WHAT THE TASK REQUIRES:
Nothing in the entries should change; repeat them exactly.

*** PROVIDED DATA

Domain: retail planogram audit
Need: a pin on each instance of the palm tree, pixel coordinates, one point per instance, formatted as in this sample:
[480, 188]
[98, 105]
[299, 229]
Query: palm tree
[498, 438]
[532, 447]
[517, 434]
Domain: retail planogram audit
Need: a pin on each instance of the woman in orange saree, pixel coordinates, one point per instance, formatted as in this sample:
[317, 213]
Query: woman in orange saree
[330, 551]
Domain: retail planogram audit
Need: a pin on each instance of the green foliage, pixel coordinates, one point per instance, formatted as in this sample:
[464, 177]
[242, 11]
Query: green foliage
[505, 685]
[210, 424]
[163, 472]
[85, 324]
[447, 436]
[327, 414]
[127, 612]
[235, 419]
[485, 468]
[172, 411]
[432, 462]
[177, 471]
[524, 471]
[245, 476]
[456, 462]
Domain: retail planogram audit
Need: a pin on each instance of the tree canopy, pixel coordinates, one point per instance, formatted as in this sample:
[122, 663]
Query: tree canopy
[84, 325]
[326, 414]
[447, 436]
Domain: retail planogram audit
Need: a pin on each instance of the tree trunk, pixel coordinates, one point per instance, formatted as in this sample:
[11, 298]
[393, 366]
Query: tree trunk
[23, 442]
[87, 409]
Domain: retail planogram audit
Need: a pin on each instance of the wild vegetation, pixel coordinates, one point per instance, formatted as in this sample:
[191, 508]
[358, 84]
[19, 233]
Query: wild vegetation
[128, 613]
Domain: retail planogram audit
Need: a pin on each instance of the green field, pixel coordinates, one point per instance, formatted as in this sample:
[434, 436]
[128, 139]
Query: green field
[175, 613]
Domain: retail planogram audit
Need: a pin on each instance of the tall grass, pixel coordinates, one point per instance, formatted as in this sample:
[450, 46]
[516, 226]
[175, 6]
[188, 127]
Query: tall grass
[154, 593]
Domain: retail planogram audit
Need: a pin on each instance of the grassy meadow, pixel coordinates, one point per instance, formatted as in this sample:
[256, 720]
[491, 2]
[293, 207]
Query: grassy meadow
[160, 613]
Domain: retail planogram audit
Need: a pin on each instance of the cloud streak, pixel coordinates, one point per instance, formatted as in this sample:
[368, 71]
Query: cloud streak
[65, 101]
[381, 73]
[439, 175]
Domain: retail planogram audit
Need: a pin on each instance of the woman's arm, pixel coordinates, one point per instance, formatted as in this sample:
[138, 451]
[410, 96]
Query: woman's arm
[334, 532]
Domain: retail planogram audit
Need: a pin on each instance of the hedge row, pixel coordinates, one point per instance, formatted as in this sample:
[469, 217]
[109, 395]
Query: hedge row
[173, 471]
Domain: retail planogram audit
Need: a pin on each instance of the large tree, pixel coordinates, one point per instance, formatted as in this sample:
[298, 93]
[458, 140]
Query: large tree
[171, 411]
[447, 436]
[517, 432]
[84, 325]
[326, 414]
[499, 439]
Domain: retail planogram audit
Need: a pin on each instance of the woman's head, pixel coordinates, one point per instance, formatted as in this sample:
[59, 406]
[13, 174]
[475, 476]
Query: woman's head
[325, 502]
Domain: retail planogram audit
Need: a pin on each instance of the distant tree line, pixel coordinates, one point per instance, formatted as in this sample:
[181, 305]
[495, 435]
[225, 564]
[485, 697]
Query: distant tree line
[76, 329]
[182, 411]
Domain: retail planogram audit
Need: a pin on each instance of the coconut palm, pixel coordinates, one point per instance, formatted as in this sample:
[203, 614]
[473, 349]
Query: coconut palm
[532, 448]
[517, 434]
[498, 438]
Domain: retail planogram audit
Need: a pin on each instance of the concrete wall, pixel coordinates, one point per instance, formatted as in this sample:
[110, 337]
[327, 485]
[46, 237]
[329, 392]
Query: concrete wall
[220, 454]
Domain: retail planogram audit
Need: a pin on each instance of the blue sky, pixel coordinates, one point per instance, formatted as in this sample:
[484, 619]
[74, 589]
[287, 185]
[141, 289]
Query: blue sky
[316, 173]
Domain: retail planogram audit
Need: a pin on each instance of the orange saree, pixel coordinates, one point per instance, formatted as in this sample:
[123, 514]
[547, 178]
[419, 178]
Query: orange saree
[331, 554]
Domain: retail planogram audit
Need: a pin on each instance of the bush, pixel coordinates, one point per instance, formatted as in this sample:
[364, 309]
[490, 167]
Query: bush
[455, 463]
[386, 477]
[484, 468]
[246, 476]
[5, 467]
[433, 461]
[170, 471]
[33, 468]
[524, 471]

******

EXPECTED OUTPUT:
Domain: retail planogram audit
Need: a pin on each instance of the palm tree, pixel coordinates, one point per instance, formatted as in this sample:
[480, 188]
[98, 105]
[299, 229]
Query: palm tree
[498, 438]
[532, 447]
[517, 434]
Domain: retail planogram audit
Need: a pin on each instance of the woman in orange saree, pixel coordinates, one point per instance, formatted as in this sample:
[317, 213]
Query: woman in orange saree
[330, 551]
Domain: retail planogram audit
Need: a pin on each instance of the green foliage, pixel coordinates, one point per instance, formatted as in this sample:
[464, 177]
[242, 11]
Query: green foliage
[505, 685]
[210, 424]
[163, 472]
[85, 324]
[447, 436]
[327, 414]
[127, 612]
[235, 419]
[485, 468]
[172, 411]
[432, 462]
[177, 471]
[524, 471]
[245, 476]
[456, 462]
Domain: retail planogram audit
Need: a pin on each instance of the tree canopy, pixel coordinates, one point per instance, formatted as in this sample:
[122, 663]
Query: tree canopy
[84, 325]
[326, 414]
[447, 436]
Domain: retail planogram audit
Need: a pin on each instance of the tree trunk, pixel coordinates, one point per instance, formatted as in this sample:
[11, 298]
[393, 366]
Query: tree trunk
[23, 442]
[87, 409]
Domain: retail planogram audit
Need: a pin on each instance of the wild vegetation, pixel coordinates, one point per instance, formatted as in this sample:
[191, 508]
[358, 84]
[19, 233]
Query: wild vegetation
[128, 613]
Domain: retail planogram audit
Need: a pin on each instance of the green field, pixel coordinates, one point per instance, formatted as in this sample:
[434, 436]
[128, 139]
Query: green field
[175, 613]
Domain: retail planogram audit
Need: a pin on each instance of the tall grass, pixel coordinates, one point per instance, formatted as in this sample:
[450, 46]
[516, 226]
[175, 6]
[188, 127]
Query: tall grass
[154, 593]
Domain: retail planogram audit
Need: a pin on each instance of the grassy meadow, pixel coordinates, one point per instance, formatted as in this sample:
[256, 720]
[491, 2]
[293, 207]
Query: grassy meadow
[160, 613]
Domain: retail planogram audit
Need: a pin on each instance of the cloud streak, pixel coordinates, one point per instance, formatted as in this sample:
[368, 71]
Query: cloud streak
[65, 101]
[381, 73]
[439, 175]
Domain: retail planogram audit
Need: a pin on each instance of the woman's arm, pixel coordinates, one point per instance, formatted as in this sample:
[138, 451]
[410, 96]
Query: woman's arm
[334, 532]
Domain: retail planogram audit
Need: a pin on each instance of the hedge row, pixel coordinates, one point per instance, formatted as in this sample:
[469, 217]
[109, 395]
Query: hedge row
[173, 471]
Domain: retail planogram audit
Need: a pin on each instance of the large tree, pixel coordinates, one point per instance, formatted as in this sample:
[298, 93]
[458, 140]
Query: large tree
[171, 411]
[447, 436]
[517, 432]
[84, 325]
[326, 414]
[499, 439]
Domain: retail planogram audit
Need: a pin on each instance of the woman's head, pixel coordinates, one point per instance, formatted as in this sample:
[59, 406]
[13, 174]
[475, 476]
Query: woman's head
[325, 502]
Domain: retail planogram audit
Need: a pin on each instance of the distant tree line, pixel coordinates, one point per instance, formatted as in this sample:
[181, 305]
[495, 435]
[225, 564]
[485, 697]
Query: distant tree line
[76, 329]
[182, 411]
Domain: retail planogram audit
Need: a pin on each instance of the coconut palm, pixel coordinates, one point per instance, formatted as in this sample:
[203, 614]
[473, 349]
Query: coconut palm
[532, 448]
[517, 434]
[498, 438]
Domain: retail planogram audit
Need: a pin on each instance of the concrete wall, pixel coordinates, one point per instance, formatted as in this sample:
[110, 337]
[327, 485]
[46, 237]
[329, 392]
Query: concrete wall
[220, 454]
Domain: retail planogram audit
Need: a pin on each instance of the blue sky, pixel coordinates, one point per instance, formatted as in this sample:
[484, 619]
[74, 589]
[287, 185]
[141, 289]
Query: blue sky
[316, 173]
Domain: retail planogram audit
Need: a pin on each instance of the orange saree, pixel coordinates, one point per instance, formatted as in this sample:
[123, 514]
[547, 178]
[419, 178]
Query: orange saree
[331, 554]
Domain: retail planogram audit
Need: a pin on each instance of the bush, pixel coordinates, one point per instance, formatted as in this sample:
[364, 309]
[490, 167]
Query: bush
[455, 463]
[386, 477]
[484, 468]
[246, 476]
[5, 467]
[433, 461]
[170, 471]
[33, 468]
[524, 471]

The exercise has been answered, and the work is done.